— Brief —
Transcribe the data below verbatim from the line with "Sports analytics pipeline — identify the wet" to the line with "Sports analytics pipeline — identify the taller penguin's". Include both of those lines.

Records provided section start

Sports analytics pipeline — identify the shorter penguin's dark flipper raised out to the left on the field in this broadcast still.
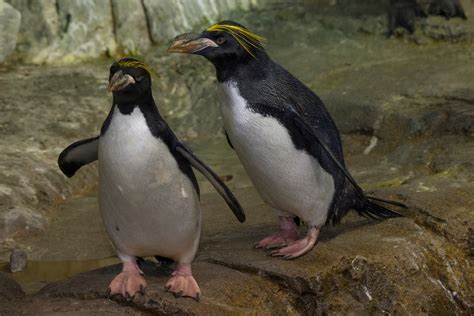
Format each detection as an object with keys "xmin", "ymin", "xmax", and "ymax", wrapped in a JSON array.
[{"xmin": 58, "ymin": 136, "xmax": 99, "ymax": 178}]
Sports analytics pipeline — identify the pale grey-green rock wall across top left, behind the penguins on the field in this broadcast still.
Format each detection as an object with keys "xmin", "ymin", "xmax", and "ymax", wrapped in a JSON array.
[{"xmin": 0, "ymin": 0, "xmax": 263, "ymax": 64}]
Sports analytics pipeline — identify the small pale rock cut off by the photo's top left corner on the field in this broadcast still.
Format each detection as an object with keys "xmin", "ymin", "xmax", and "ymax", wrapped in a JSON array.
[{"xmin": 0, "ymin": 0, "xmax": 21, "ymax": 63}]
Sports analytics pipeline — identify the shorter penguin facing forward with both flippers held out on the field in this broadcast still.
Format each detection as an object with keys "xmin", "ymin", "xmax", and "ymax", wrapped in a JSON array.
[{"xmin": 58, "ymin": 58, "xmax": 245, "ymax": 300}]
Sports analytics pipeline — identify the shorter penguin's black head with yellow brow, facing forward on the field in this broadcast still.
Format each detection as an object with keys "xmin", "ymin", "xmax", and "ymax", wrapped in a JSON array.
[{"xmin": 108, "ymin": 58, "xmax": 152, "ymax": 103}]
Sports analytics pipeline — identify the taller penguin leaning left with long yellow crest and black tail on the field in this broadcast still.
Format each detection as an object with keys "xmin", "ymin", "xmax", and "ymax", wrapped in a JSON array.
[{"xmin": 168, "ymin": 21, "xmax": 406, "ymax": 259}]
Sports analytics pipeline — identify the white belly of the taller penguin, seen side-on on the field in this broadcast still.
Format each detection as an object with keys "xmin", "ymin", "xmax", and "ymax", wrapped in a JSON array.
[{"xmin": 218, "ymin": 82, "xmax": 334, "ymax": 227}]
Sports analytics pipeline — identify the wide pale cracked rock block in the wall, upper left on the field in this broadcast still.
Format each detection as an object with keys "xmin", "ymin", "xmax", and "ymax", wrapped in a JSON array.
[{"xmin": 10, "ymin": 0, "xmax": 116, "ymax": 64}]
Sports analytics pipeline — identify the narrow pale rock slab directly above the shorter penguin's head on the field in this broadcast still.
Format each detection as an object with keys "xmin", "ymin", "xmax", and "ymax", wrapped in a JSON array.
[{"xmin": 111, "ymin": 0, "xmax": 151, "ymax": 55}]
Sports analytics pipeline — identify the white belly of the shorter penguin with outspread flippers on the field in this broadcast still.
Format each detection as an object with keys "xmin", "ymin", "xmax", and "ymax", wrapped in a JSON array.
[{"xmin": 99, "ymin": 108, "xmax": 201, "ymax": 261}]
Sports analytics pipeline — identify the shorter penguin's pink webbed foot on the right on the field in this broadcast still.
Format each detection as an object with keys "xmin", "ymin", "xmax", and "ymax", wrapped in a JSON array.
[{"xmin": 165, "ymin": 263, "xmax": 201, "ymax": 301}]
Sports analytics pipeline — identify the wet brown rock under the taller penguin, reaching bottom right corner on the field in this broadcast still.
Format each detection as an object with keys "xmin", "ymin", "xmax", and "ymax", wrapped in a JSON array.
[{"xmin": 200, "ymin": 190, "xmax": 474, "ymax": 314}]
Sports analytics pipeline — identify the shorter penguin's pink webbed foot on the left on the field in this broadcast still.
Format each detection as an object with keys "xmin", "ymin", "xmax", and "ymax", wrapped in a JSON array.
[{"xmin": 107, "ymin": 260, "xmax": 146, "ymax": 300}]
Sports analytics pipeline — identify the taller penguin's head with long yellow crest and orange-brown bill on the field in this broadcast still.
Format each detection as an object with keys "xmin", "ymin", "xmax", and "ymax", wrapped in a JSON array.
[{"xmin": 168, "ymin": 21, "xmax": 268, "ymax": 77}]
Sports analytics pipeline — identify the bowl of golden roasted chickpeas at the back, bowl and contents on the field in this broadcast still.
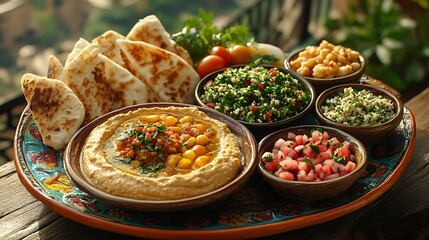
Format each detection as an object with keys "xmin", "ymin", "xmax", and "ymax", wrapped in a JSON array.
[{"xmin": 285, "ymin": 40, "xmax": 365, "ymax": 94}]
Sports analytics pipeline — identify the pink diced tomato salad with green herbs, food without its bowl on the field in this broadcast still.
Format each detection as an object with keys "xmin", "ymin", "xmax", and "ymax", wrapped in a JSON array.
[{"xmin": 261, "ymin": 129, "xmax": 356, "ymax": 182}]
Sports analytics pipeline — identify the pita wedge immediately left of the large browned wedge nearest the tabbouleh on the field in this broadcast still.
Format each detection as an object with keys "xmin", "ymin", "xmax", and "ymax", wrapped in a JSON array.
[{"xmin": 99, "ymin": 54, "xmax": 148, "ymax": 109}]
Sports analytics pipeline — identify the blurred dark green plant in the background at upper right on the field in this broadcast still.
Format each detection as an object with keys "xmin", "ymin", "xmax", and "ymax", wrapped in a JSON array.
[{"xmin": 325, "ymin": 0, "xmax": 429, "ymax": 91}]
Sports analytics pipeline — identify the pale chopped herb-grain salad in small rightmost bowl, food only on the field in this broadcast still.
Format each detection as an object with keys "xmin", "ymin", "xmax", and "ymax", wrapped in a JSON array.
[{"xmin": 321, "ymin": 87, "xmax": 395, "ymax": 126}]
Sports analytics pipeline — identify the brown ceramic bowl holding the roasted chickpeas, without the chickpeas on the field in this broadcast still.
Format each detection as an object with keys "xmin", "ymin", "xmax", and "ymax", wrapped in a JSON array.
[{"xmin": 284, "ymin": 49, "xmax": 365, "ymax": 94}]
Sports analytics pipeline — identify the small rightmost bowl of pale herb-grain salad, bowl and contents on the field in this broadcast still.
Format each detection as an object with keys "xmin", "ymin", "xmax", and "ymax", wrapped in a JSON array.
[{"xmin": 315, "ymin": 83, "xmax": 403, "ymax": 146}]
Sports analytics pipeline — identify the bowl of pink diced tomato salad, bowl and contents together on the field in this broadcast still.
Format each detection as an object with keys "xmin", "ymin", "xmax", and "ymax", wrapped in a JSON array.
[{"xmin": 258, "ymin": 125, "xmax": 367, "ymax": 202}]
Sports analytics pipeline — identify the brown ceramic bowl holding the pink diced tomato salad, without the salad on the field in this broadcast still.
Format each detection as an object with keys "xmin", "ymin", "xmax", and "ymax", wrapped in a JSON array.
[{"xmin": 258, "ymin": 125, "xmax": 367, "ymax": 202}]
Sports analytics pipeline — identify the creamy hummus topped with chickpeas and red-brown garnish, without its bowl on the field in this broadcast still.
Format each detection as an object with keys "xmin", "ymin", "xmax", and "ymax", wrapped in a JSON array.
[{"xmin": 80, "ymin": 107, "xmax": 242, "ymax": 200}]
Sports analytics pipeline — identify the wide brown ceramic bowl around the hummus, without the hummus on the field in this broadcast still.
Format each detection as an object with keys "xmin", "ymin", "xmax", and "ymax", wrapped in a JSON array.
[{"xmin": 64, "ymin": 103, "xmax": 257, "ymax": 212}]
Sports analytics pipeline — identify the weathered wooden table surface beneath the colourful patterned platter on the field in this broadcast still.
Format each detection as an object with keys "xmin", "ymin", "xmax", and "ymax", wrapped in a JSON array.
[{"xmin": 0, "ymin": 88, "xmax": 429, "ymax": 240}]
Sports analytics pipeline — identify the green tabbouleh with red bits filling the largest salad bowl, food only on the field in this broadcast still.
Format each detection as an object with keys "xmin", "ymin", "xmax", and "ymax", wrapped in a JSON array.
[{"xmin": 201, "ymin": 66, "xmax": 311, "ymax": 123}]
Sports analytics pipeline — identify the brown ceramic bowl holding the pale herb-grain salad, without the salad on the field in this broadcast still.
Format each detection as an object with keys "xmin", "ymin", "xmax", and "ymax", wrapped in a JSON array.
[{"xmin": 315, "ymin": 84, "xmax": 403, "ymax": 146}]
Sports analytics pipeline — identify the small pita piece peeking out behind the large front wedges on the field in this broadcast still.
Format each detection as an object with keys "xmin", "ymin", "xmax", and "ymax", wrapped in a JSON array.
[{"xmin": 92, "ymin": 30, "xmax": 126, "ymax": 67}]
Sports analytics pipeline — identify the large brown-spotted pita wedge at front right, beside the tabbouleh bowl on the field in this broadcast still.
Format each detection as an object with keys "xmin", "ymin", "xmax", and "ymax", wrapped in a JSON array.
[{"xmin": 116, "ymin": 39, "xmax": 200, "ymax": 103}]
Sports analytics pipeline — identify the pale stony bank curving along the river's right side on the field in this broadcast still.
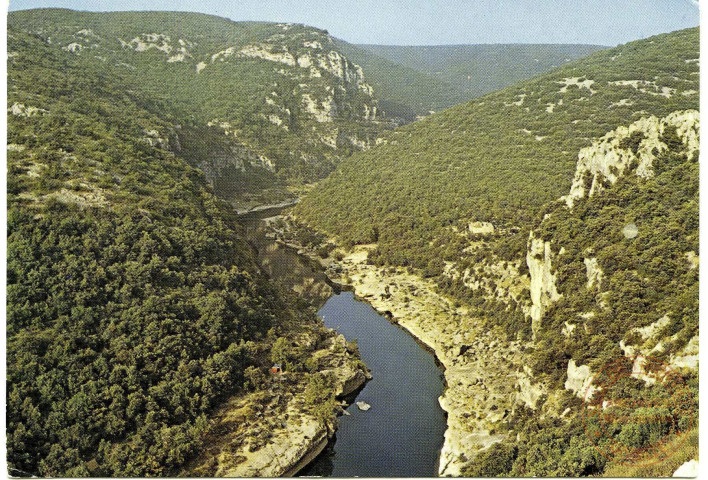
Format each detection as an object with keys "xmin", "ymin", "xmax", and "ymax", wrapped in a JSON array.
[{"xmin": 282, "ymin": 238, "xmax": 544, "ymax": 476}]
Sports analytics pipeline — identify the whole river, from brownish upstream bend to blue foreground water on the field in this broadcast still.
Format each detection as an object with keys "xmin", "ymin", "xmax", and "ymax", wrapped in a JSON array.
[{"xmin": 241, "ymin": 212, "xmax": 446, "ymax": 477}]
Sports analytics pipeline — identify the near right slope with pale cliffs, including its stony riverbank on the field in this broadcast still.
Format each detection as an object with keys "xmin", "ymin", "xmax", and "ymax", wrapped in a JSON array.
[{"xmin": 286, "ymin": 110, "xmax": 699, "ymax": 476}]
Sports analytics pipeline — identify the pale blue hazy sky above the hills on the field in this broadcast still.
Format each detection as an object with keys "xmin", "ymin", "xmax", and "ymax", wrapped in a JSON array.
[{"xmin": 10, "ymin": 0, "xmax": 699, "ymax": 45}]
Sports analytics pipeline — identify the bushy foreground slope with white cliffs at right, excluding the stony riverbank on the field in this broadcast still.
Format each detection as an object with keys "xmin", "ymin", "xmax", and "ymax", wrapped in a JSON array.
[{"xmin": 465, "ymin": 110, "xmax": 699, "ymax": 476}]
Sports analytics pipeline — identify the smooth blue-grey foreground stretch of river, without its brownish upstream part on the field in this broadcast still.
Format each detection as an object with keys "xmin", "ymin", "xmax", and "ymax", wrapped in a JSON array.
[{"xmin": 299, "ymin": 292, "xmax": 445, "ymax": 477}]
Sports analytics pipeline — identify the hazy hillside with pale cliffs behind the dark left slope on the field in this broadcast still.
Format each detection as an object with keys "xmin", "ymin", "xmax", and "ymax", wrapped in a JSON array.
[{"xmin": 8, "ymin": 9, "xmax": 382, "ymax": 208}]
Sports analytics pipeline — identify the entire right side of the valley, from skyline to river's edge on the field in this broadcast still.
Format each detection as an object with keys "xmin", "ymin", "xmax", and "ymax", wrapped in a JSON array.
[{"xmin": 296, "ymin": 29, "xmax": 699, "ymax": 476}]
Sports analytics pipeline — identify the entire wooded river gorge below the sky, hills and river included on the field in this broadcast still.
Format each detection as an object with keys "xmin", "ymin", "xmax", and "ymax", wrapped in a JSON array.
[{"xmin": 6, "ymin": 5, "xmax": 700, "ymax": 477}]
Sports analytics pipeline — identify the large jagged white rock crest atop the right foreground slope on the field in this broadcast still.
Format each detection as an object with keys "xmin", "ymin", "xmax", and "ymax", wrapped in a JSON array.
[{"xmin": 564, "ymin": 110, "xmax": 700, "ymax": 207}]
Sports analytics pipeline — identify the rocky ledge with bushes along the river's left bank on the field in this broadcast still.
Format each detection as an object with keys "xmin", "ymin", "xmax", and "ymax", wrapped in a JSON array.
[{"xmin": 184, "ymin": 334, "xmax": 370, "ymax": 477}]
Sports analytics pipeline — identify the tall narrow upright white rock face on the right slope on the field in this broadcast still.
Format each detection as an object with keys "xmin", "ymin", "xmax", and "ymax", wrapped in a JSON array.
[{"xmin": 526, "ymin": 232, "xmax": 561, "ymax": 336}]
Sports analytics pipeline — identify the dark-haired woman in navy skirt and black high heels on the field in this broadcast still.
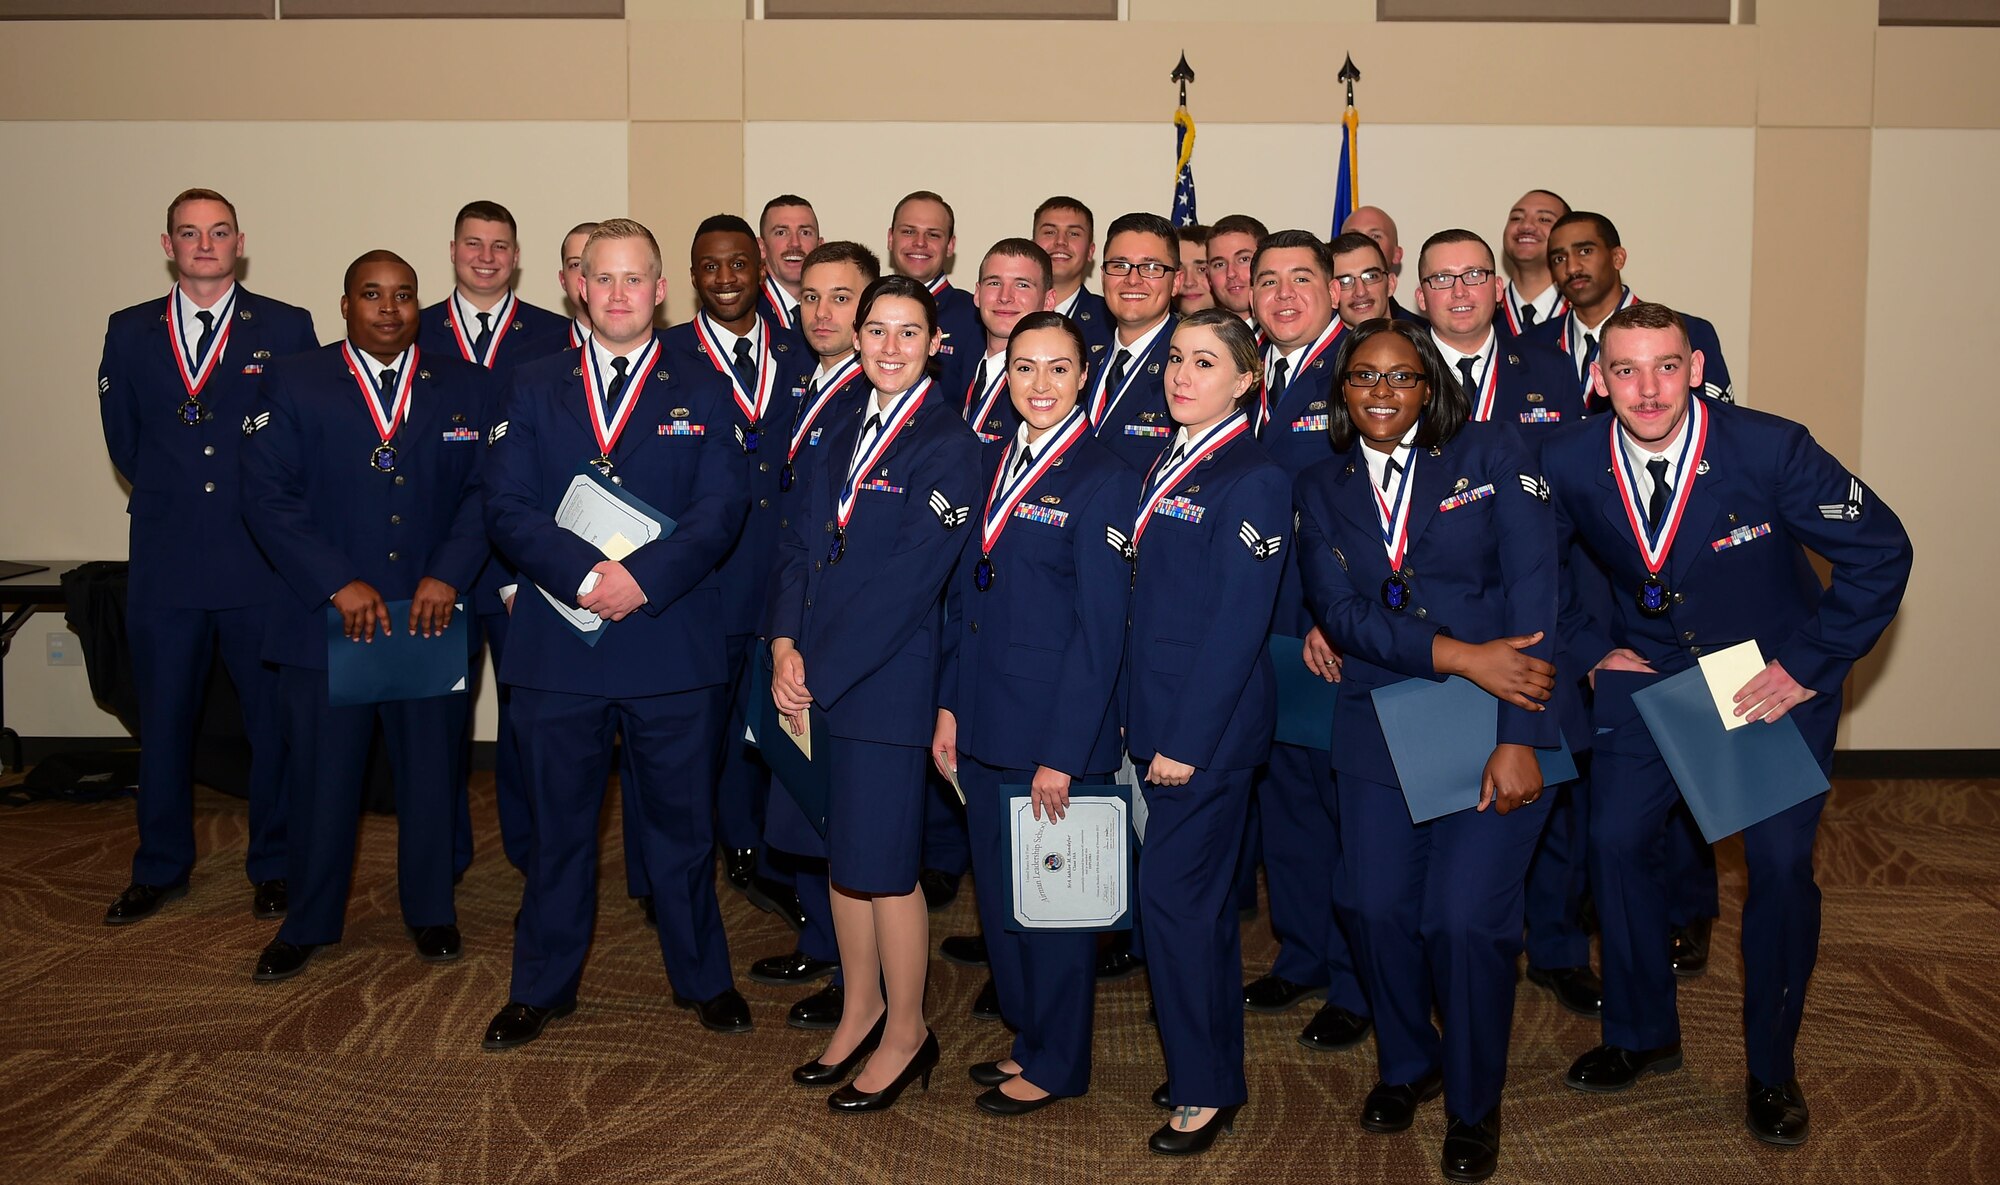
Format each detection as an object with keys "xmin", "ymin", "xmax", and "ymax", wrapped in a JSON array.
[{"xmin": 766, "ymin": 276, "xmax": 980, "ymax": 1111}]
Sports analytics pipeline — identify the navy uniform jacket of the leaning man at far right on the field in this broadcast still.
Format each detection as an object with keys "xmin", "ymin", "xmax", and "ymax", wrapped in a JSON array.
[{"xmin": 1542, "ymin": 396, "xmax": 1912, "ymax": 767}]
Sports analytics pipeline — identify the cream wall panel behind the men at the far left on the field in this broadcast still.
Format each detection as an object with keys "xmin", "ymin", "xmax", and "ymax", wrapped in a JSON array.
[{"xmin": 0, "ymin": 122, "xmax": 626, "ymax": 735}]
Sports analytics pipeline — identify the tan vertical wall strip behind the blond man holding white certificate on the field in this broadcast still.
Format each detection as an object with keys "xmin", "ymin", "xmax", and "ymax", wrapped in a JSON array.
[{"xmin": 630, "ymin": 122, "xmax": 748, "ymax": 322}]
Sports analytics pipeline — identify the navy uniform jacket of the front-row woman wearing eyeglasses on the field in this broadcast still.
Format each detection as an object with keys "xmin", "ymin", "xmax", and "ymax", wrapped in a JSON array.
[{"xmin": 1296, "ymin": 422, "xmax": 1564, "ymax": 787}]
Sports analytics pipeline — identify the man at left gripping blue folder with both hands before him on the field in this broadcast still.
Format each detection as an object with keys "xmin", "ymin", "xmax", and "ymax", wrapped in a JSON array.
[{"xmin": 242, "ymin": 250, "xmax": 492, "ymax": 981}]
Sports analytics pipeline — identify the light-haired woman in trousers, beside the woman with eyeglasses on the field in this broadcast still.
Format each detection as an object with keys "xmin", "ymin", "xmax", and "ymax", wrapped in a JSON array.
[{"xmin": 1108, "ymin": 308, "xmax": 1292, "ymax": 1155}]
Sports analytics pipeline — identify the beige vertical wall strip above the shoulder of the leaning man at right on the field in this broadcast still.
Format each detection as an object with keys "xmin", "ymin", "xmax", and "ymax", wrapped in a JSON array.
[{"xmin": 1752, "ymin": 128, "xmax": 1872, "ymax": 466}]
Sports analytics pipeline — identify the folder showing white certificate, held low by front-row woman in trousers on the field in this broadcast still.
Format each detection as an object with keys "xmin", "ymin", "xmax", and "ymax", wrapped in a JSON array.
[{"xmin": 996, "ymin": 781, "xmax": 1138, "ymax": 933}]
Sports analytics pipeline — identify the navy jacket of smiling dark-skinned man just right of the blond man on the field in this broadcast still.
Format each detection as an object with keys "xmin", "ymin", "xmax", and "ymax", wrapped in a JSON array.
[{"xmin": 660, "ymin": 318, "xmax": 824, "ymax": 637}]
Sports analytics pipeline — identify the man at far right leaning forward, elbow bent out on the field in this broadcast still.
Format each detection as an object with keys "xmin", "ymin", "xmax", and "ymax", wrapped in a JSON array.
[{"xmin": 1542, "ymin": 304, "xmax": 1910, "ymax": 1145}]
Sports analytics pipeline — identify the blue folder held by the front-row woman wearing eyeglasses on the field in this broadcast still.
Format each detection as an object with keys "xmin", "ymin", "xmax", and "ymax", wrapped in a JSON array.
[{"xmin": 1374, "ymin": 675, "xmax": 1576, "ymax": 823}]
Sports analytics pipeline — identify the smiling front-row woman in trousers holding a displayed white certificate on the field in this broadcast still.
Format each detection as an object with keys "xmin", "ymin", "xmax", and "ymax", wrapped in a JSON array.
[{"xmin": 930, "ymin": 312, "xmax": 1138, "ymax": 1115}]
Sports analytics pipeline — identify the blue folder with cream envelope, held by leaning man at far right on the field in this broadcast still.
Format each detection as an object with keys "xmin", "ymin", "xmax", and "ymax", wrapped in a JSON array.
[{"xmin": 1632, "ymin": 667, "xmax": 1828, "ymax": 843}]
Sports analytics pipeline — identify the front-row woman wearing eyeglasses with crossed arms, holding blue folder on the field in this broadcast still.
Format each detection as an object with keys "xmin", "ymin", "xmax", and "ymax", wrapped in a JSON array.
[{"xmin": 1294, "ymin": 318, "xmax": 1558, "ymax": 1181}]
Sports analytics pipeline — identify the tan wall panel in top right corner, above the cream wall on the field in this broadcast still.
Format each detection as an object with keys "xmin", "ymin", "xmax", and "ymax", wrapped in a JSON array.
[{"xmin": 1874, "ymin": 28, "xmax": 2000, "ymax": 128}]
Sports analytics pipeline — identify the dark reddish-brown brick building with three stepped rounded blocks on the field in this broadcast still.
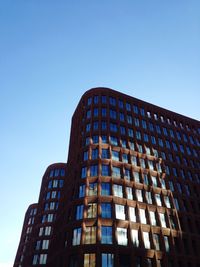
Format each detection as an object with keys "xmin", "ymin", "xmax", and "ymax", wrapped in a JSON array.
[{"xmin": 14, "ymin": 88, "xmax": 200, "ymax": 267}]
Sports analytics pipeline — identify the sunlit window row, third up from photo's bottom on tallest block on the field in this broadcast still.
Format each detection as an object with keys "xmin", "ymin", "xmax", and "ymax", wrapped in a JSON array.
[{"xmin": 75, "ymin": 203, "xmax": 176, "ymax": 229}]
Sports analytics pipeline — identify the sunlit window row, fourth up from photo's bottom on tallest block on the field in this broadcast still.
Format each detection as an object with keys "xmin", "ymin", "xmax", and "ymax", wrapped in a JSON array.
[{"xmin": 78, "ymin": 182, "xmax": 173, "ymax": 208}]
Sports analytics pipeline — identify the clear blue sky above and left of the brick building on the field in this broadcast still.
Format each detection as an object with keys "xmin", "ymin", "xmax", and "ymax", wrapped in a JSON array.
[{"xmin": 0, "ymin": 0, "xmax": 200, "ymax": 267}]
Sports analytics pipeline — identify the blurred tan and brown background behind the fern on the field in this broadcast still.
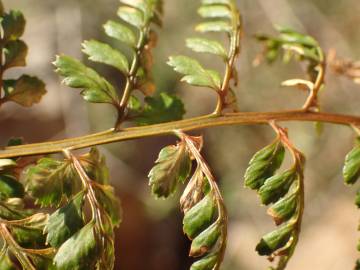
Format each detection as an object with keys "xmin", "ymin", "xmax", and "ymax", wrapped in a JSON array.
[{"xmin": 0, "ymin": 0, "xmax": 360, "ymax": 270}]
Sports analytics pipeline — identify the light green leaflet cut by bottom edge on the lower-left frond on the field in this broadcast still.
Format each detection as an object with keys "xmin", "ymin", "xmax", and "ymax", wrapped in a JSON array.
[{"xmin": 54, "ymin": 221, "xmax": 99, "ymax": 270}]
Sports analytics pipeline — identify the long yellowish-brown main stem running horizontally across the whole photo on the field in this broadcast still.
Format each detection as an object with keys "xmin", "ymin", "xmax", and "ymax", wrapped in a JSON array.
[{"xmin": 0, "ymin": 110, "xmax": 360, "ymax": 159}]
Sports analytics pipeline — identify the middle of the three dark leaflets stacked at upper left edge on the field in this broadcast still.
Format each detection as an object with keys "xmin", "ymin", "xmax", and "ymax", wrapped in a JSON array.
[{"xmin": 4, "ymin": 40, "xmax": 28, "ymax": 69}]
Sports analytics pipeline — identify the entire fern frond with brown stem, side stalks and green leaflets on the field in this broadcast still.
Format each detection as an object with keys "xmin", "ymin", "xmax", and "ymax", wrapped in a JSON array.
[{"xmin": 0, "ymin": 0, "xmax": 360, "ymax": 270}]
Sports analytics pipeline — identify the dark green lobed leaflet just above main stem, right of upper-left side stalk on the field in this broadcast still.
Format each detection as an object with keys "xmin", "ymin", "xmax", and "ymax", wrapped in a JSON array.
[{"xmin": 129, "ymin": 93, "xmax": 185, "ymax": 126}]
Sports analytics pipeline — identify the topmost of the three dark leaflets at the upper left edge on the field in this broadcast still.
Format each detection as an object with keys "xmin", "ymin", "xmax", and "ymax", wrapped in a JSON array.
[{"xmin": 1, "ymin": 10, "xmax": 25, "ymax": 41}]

Records provided section end

— Reply to the exercise —
Sports analytics pipeline — identify the wet brown rock under the taller penguin, reaching bottom right corner on the field in this broadcast still.
Format each detection as an object with keys "xmin", "ymin", "xmax", and "ymax", wrapped in a JSON array.
[{"xmin": 200, "ymin": 190, "xmax": 474, "ymax": 314}]
Sports analytics pipeline — identify the shorter penguin's pink webbed foot on the left on the field in this broadcast still.
Format each detection as an object with keys "xmin", "ymin", "xmax", and "ymax", wrapped in a JSON array.
[{"xmin": 107, "ymin": 260, "xmax": 146, "ymax": 300}]
Sports analytics pipeline — identify the taller penguin's head with long yellow crest and orange-brown bill on the field in this broadcast still.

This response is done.